Instructions to follow =>
Your answer consists of the lines in the data that contain "painting". Copy each of them.

====

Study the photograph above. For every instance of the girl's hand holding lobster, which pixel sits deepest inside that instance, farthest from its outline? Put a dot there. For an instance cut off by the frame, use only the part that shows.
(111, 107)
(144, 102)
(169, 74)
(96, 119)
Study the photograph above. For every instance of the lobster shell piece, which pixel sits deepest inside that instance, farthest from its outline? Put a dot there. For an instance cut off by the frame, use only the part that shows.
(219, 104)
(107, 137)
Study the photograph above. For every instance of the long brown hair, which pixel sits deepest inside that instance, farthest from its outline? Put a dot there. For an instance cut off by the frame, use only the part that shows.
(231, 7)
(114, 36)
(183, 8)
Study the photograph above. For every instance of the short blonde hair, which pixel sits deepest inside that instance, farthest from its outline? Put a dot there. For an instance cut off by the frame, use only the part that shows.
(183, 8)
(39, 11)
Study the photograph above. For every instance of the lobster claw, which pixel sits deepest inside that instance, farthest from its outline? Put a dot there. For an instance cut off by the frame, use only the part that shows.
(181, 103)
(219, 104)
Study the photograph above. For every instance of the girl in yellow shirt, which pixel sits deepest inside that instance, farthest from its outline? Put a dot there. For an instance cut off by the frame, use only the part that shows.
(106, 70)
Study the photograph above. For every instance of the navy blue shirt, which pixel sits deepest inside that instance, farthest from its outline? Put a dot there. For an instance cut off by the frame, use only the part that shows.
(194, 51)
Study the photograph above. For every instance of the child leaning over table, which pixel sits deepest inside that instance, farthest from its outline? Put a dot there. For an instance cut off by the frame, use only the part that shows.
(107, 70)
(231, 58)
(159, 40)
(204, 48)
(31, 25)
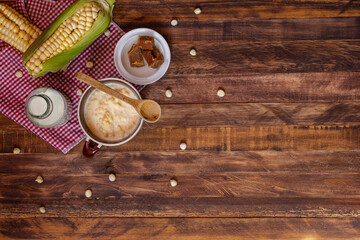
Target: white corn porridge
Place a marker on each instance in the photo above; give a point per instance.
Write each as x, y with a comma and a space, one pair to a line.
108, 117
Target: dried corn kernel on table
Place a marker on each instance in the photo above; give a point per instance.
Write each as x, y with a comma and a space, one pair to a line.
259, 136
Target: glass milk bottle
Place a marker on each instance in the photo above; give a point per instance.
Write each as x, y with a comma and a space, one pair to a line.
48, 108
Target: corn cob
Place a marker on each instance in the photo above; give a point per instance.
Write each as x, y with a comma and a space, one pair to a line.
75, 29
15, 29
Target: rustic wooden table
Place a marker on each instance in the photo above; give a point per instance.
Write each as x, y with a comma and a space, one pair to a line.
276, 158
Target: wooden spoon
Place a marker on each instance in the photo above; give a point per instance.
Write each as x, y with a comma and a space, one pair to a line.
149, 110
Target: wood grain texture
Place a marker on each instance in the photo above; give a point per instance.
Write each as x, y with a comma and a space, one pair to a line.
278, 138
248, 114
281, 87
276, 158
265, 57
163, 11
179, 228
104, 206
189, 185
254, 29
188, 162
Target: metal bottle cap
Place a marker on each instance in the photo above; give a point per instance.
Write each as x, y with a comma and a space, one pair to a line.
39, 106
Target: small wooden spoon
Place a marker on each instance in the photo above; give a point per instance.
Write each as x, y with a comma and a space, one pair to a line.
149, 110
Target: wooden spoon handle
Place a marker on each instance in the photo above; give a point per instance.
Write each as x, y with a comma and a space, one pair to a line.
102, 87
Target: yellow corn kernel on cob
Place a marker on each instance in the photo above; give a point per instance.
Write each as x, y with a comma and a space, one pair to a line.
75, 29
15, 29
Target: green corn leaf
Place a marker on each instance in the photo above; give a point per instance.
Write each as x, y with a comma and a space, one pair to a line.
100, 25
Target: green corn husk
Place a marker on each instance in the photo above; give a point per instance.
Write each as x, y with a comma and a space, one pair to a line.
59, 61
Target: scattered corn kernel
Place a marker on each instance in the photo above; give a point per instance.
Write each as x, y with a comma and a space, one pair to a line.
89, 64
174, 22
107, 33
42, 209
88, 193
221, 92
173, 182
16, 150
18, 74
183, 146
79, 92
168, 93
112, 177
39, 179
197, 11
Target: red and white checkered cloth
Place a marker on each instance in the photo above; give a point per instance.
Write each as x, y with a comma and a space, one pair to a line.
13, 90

====

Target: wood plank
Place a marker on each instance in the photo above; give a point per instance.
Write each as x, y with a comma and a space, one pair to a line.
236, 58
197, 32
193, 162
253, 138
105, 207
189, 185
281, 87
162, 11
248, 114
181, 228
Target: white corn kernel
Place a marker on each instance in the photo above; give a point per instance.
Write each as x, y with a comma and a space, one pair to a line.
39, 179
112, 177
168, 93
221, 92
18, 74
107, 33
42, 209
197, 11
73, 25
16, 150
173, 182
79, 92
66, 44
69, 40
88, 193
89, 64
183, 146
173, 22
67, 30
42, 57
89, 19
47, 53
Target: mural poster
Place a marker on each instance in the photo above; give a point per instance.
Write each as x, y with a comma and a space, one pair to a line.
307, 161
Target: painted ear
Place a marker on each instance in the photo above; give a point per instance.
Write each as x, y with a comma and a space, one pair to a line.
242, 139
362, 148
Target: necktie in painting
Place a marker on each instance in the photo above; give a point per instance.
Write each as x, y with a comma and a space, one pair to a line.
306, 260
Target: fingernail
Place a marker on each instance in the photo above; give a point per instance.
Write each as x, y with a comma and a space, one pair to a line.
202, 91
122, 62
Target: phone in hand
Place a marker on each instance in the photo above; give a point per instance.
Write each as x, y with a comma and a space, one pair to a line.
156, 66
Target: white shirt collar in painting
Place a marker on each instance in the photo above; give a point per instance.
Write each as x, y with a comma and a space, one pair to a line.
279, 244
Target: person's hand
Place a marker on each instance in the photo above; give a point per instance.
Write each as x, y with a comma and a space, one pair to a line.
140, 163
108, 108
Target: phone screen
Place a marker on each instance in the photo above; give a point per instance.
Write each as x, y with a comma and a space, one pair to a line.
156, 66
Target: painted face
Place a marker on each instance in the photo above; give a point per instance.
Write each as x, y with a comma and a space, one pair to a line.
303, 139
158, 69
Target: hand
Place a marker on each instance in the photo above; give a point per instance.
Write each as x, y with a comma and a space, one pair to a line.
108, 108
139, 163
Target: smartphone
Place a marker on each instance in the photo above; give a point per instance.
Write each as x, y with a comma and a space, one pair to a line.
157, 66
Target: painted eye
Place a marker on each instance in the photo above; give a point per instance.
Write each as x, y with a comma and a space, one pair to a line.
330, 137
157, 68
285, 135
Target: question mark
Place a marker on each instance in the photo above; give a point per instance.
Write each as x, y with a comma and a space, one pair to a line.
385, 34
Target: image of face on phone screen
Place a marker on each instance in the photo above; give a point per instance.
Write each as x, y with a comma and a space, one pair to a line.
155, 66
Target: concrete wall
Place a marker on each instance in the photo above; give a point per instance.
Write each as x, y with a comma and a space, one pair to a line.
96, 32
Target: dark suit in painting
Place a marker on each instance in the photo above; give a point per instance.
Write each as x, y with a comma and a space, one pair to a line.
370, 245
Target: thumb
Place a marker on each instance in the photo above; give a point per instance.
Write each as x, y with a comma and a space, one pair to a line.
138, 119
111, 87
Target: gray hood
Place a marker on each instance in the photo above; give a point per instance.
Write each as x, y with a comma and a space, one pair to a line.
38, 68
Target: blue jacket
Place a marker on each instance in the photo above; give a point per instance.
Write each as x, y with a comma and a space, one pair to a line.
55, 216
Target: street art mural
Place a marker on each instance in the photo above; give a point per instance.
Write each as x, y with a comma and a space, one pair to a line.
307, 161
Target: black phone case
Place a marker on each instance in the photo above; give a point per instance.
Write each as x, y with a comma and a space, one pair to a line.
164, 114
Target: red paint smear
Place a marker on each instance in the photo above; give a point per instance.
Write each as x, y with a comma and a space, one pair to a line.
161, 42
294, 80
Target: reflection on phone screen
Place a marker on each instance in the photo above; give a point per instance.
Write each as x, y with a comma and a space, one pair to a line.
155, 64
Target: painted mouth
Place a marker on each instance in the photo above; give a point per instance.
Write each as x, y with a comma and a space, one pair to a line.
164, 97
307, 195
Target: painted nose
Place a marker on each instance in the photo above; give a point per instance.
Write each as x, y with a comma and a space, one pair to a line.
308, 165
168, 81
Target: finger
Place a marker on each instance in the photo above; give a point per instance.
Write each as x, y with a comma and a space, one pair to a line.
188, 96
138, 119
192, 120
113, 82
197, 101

====

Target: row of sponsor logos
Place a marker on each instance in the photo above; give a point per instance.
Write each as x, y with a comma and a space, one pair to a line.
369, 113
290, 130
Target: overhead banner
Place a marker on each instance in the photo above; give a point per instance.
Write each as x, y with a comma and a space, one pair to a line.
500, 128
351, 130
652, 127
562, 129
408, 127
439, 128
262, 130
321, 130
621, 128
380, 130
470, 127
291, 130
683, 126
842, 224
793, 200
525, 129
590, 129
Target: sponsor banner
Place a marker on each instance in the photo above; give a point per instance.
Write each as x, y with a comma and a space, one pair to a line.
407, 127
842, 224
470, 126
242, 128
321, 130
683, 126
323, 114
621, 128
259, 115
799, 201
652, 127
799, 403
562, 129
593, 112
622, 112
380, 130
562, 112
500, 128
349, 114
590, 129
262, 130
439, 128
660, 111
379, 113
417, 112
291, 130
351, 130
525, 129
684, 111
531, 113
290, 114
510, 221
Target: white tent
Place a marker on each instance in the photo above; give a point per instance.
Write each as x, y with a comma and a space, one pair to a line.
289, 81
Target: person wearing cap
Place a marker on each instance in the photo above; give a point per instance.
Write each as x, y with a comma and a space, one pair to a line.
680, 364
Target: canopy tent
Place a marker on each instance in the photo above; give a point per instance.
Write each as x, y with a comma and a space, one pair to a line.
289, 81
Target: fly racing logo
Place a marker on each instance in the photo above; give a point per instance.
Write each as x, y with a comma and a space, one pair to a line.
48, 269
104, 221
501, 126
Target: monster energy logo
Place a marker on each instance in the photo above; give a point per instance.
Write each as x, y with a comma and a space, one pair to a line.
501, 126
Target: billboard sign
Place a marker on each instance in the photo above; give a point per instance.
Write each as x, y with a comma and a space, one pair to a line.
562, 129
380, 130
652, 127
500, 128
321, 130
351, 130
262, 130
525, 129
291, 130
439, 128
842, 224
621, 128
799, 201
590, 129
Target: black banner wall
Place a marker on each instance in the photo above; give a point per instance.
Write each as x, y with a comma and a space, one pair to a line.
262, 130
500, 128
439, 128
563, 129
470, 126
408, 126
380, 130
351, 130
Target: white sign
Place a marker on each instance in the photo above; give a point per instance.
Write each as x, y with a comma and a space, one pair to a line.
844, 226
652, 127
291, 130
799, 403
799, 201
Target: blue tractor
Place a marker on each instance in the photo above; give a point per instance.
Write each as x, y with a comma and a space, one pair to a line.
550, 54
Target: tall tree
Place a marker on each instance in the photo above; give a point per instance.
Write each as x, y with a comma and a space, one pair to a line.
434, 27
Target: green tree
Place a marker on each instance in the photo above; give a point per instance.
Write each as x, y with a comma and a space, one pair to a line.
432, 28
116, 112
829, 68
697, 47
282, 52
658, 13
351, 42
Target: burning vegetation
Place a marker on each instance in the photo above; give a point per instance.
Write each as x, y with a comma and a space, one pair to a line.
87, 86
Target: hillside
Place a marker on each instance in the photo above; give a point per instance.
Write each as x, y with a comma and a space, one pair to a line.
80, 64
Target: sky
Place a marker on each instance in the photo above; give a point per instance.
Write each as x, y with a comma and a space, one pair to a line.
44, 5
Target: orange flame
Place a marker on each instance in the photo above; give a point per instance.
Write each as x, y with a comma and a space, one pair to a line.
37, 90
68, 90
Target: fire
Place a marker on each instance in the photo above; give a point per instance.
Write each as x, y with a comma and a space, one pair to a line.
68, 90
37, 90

====

Exercise output =>
Target: necktie in painting
Target: white shirt collar in painting
Target: dark suit in painting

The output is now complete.